▸ **TASK 1**:
Say whether each statement agrees with the GAN post: (a) the author holds that stochastic gradient descent usually needs fixing, (b) the author was mostly dismissive of DCGAN, (c) a Nash equilibrium is reached when neither player can improve its payoff by changing their parameters slightly. For each, answer yes or no and quote the deciding words of the post.
▸ **TASK 2**:
Continue the GAN post from its last sentence.

▸ **SELECTED EXTRACT**:
● ● ● ●

I reference Marr's three layers of analysis a lot, and I enjoy thinking about problems at the computational level: what is the ultimate goal we do this for? I was convinced GANs were broken at this level: they were trying to optimize for the wrong thing or seek equilibria that don't exist, etc. This is why I enjoyed f-GANs, Wasserstein GANs, instance noise, etc, while being mostly dismissive of attempts to fix things at the optimization level, like DCGAN or improved techniques (Salimans et al. 2016). To my defense, in most of deep learning, the algorithmic level is sorted: stochastic gradient descent. You can improve on it, but it's not broken, it doesn't usually need fixing.

But after reading this paper I had a revelation:

GANs are broken at both the computational and algorithmic levels.

Even if we fix the objectives, we don't have algorithmic tools to actually find solutions.😱

#### Summary of this post

- as it is now expected of my posts, I am going to present the paper through a slightly different lens
- I introduce the concept of conservative vs non-conservative vector fields, and highlight some of their properties
- I then explain how consensus optimization proposed by Mescheder et al can be viewed in this context: it interpolates between a nasty non-conservative field and its well-behaved conservative relaxation
- Finally, as it is also expected of my posts, I also highlight an important little detail, which was not discussed in the paper: how should we do all this in the minibatch setting?

## Intro: from GANs to vector fields

GANs can be thought of as a two-player non-cooperative game. One player controls $\theta$ and wants to maximize its payoff $f(\theta, \phi)$, the other controls $\phi$ and seeks to maximize $g(\theta,\phi)$. The game is at a Nash equilibrium when neither player can improve its payoff by changing their parameters slightly. Now we have to design an algorithm to find such a Nash equilibrium.

● ● ● ●

▸ **RECORDS SHOWN**:
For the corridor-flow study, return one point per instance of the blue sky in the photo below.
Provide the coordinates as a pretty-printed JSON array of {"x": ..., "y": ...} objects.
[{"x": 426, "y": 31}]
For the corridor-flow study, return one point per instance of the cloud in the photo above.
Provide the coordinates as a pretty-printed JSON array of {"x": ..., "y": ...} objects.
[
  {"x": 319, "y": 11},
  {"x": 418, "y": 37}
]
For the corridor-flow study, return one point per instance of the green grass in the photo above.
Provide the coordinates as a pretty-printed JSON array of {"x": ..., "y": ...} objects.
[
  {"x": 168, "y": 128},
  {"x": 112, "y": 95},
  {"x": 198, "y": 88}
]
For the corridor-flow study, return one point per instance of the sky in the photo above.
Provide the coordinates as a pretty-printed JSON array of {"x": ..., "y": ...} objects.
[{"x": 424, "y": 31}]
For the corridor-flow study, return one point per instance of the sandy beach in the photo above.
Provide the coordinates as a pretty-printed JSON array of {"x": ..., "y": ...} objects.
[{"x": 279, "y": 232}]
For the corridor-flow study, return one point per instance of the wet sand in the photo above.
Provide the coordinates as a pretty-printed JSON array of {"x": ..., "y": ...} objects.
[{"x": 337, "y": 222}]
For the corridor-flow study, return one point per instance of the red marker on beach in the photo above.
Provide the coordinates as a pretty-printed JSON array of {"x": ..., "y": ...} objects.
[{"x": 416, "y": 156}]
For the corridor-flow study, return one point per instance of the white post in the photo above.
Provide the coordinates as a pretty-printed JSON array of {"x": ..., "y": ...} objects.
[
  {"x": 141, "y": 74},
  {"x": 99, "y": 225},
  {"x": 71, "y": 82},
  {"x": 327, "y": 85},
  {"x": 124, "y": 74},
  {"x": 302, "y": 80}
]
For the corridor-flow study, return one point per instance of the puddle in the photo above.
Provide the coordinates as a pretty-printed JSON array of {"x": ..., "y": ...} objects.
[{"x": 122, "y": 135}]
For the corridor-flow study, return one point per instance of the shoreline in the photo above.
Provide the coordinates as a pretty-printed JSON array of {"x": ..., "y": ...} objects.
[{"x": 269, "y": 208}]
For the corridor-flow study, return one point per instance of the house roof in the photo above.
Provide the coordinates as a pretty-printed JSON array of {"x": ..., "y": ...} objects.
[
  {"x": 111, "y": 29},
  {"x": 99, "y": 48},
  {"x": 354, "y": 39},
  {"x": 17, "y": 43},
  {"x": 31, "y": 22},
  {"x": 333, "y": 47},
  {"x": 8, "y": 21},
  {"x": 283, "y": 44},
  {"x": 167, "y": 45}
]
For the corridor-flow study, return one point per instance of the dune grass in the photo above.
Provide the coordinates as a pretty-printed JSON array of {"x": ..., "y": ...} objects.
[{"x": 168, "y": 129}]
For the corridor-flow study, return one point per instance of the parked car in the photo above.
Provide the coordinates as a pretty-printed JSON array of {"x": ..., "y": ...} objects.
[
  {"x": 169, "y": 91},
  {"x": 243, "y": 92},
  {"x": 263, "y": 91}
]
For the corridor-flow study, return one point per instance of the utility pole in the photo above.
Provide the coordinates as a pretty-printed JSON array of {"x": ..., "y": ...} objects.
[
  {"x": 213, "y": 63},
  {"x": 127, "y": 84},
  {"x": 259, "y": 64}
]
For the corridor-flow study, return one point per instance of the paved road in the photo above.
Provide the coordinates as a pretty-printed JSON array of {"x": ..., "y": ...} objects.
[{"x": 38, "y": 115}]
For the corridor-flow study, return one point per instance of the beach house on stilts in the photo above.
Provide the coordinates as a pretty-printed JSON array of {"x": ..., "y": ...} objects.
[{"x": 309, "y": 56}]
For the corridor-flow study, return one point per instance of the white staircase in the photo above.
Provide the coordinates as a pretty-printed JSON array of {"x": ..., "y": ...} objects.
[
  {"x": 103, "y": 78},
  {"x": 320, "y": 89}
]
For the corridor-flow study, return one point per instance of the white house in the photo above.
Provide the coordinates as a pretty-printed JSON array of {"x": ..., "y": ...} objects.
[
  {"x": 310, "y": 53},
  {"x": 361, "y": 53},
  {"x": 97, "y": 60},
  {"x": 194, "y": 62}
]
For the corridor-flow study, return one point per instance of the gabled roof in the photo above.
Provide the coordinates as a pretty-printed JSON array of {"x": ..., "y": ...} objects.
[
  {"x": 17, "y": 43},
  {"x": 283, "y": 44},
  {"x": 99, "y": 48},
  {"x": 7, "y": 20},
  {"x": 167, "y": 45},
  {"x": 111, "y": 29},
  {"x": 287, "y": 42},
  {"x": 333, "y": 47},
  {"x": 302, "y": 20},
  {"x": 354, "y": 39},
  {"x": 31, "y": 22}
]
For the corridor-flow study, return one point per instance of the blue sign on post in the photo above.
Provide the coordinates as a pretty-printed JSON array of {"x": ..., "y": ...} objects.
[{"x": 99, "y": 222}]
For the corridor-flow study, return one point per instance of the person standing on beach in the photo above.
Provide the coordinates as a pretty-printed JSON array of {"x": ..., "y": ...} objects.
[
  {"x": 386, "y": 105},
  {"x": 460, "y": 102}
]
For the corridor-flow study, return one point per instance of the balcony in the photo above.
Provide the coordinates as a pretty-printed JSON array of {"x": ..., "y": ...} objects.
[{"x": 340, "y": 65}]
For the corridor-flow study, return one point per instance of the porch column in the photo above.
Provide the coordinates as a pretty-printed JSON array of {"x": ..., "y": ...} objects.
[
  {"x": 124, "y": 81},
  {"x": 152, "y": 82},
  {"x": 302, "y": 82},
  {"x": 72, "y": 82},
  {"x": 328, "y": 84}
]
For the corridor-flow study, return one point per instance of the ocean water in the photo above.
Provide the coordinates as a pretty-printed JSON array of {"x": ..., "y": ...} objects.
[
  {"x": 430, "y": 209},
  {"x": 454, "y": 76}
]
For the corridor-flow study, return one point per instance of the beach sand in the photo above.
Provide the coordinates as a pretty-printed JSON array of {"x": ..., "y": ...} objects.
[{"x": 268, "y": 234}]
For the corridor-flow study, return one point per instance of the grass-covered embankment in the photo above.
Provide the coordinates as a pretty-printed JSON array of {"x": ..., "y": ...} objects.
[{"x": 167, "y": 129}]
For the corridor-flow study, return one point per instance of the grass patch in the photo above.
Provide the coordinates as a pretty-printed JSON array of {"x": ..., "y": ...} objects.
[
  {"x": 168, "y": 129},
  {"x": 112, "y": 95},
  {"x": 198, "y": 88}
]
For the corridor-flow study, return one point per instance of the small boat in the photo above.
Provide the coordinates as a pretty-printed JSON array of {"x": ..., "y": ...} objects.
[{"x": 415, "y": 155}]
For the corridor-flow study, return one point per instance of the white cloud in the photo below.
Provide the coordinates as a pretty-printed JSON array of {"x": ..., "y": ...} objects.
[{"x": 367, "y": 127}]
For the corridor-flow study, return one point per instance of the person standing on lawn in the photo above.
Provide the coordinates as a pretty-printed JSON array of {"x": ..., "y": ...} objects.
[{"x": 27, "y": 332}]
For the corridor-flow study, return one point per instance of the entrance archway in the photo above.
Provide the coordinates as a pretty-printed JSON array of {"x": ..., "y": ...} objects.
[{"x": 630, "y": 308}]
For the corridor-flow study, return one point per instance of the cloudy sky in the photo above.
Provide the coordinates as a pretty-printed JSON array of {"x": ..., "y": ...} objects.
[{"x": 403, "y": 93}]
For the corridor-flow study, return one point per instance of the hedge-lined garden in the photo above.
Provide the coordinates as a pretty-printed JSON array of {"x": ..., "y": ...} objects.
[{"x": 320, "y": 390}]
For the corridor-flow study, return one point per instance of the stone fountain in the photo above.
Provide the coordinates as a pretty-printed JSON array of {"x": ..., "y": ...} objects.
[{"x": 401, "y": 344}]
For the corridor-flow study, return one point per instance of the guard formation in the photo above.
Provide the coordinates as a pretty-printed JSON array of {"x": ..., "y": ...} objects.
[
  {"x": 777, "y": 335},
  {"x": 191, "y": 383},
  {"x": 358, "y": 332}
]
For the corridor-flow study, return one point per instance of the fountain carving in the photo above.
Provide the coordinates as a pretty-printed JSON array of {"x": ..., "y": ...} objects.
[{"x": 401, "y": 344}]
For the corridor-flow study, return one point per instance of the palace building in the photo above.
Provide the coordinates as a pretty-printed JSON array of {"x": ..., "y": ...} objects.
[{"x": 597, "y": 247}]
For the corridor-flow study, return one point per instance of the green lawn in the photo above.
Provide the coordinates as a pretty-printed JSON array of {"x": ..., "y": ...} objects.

● ● ● ●

▸ **ANSWER 1**:
(a) No: "it's not broken, it doesn't usually need fixing."
(b) Yes: "while being mostly dismissive of attempts to fix things at the optimization level, like DCGAN"
(c) Yes: "The game is at a Nash equilibrium when neither player can improve its payoff by changing their parameters slightly."

▸ **ANSWER 2**:
It seems that there are two separate issues with GANs:

**computational:**no Nash equilibrium exists or it may be degenerate (Arjovsky and Bottou 2017, Sønderby et al 2017, blog post).**algorithmic:**we don't have reliable tools for finding Nash equilibria (even though we're now pretty good at finding local optima)

Mescheder et al (2017) address the second issue, and do it very elegantly. To find Nash equilibria, our best tool is simultaneous gradient ascent, an iterative algorithm defined by the following recursion:
$$
x_{t+1} \leftarrow x_t + h v(x_t),

$$
where $x_t = (\theta_t, \phi_t)$ is the state of the game, $h$ is a scalar stepsize and $v(x)$ a the following vector field:

$$
v(x) = \left(\begin{matrix}\frac{\partial}{\partial\theta}f(\theta, \phi)\\\frac{\partial}{\partial\phi}g(\theta, \phi)\end{matrix}\right).

$$

Here is an important observation that may look paradoxical at first: it is natural to think of GAN training as a special case of neural network training, but in fact, it is the other way around:

simultaneous gradient descent is a generalization, rather than a special case, of gradient descent

## Non-conservative vector fields

One key difference between ordinary gradient descent and simultaneous gradient descent is that while the former finds fixed points of a conservative vector field, the latter has to deal with non-conservative fields. Therefore, I want to spend most of this blog post talking about this difference and what these terms mean.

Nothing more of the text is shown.